__SOURCE DOCUMENT__
-------------------------

[Federal Register: October 15, 2004 (Volume 69, Number 199)]
[Page 61262]
From the Federal Register Online via GPO Access [wais.access.gpo.gov]



Fish and Wildlife Service

Emergency Exemption: Issuance of Permit for Endangered Species

AGENCY: Fish and Wildlife Service, Interior.

ACTION: Notice of emergency issuance of permit for endangered species.


SUMMARY: The following permit was issued.

ADDRESSES: Documents and other information submitted for this 
application are available for review, subject to the requirements of 
the Privacy Act and Freedom of Information Act, by any party who 
submits a written request for a copy of such documents to: U.S. Fish 
and Wildlife Service, Division of Management Authority, 4401 North 
Fairfax Drive, Room 700, Arlington, Virginia 22203, telephone 703/358-
2104 or fax 703/358-2281.

-------------------------

__DATASET EXTRACT__

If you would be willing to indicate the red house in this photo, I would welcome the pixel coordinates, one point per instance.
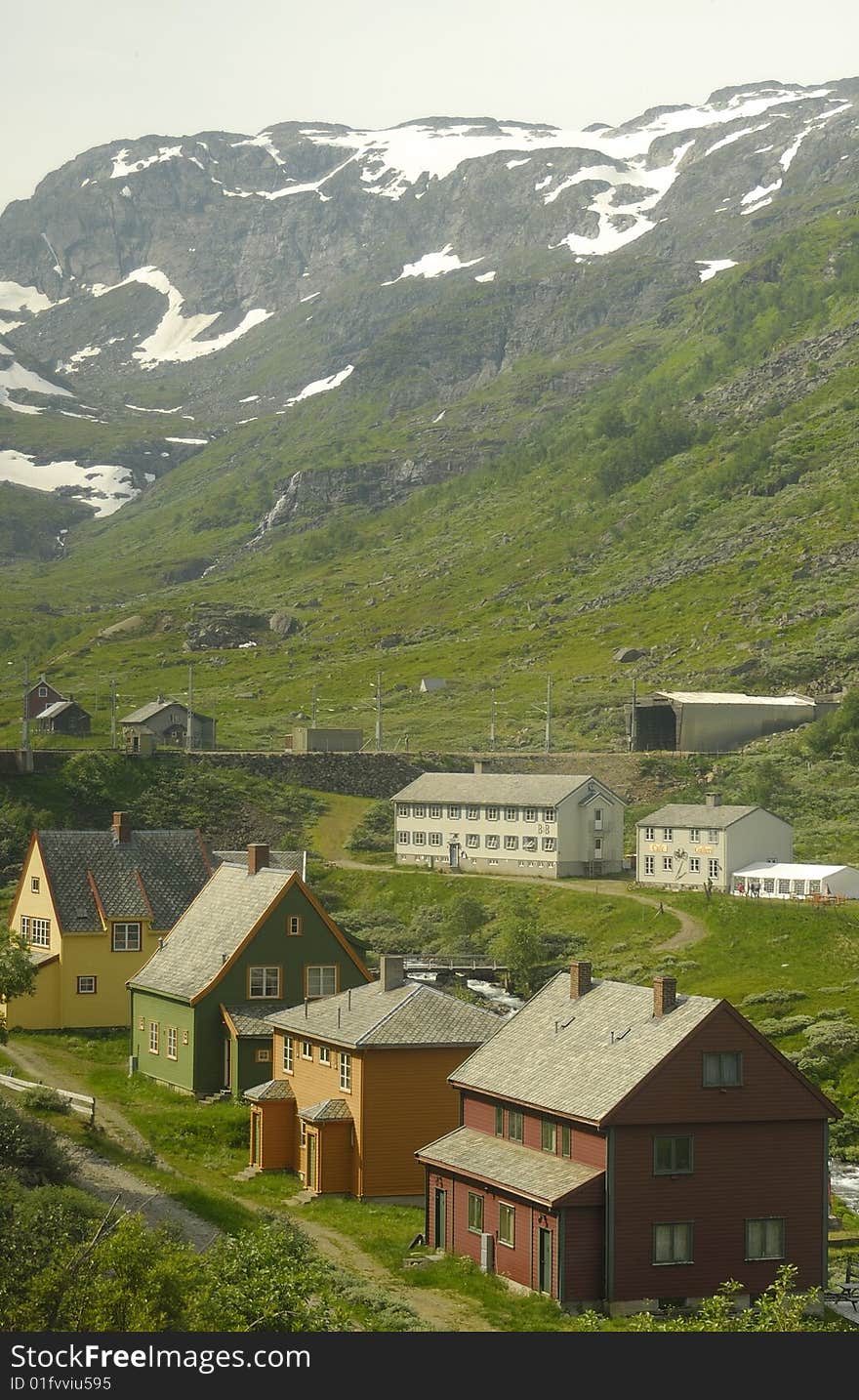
(620, 1145)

-------------------------

__TASK STATEMENT__
Set down word for word everything in the Federal Register notice from "Emergency Exemption: Issuance" down to "permit was issued.", including both of those passages.

__RESULT OF THIS TASK__
Emergency Exemption: Issuance of Permit for Endangered Species

AGENCY: Fish and Wildlife Service, Interior.

ACTION: Notice of emergency issuance of permit for endangered species.


SUMMARY: The following permit was issued.